Consigna A: Anota todas las frases entre comillas con las que el texto sobre Berlín dice que se elogia a la ciudad.

Texto de la página:
☆ ☆ ☆ ☆

Sí, Berlín es la ciudad más chévere del planeta... ¿Y qué?
El periodista Mauricio Silva demuestra por qué la capital de alemania es uno de los mejores destinos para mochilear.
Siempre oí hablar muy bien de Berlín: que es la ciudad “más amable del mundo”, que es “la más culta”, que es “la más libre” y que es “la más plural”, entre muchos otros homenajes que aterrizaron por la efectiva vía del voz a voz. Tras mi primera visita, el año pasado, hoy puedo decir con todo el riesgo del caso –y con el perdón de Londres–, que Berlín es la ciudad más chévere del planeta. E intentaré demostrarlo.
Antes que otra cosa, Berlín es una ciudad con auténtico espíritu humanístico, lo cual significa que es una ciudad amable, viable y dable, como lo son las ciudades chéveres del globo. Y eso ya es mucho.

☆ ☆ ☆ ☆

Consigna B: Cambia "tight" por "snug" en los registros, desde el comienzo de los registros hasta la línea que contiene "[[0, 0, 1329, 363]]", ambas incluidas. Devuelve solo esas líneas y deja todo lo demás igual.

Registros proporcionados:
☆ ☆ ☆ ☆

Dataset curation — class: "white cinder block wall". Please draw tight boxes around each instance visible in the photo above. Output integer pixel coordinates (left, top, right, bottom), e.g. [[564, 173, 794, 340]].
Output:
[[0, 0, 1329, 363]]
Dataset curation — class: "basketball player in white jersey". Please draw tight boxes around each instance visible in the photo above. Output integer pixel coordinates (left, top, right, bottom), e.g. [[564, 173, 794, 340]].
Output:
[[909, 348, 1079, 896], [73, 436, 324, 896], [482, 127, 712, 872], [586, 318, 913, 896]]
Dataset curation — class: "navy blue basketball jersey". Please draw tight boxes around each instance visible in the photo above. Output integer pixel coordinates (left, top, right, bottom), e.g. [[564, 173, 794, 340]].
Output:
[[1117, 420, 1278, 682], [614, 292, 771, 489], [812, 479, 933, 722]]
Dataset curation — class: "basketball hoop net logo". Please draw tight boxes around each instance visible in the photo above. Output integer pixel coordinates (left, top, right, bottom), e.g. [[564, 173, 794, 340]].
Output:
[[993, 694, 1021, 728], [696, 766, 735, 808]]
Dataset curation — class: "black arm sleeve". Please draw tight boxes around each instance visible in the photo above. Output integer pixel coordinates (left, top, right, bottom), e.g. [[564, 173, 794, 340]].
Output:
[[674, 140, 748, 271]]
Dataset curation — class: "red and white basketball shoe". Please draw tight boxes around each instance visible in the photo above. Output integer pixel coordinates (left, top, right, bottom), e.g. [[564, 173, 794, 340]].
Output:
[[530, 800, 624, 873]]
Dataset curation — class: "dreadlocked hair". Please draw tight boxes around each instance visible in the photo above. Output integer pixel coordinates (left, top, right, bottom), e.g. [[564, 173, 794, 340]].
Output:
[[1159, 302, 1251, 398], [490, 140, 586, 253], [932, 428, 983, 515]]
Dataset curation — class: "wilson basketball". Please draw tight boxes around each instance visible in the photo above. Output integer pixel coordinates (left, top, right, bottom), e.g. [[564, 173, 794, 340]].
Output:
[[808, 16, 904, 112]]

☆ ☆ ☆ ☆

Respuesta correcta A:
“más amable del mundo”
“la más culta”
“la más libre”
“la más plural”

Respuesta correcta B:
Dataset curation — class: "white cinder block wall". Please draw snug boxes around each instance visible in the photo above. Output integer pixel coordinates (left, top, right, bottom), e.g. [[564, 173, 794, 340]].
Output:
[[0, 0, 1329, 363]]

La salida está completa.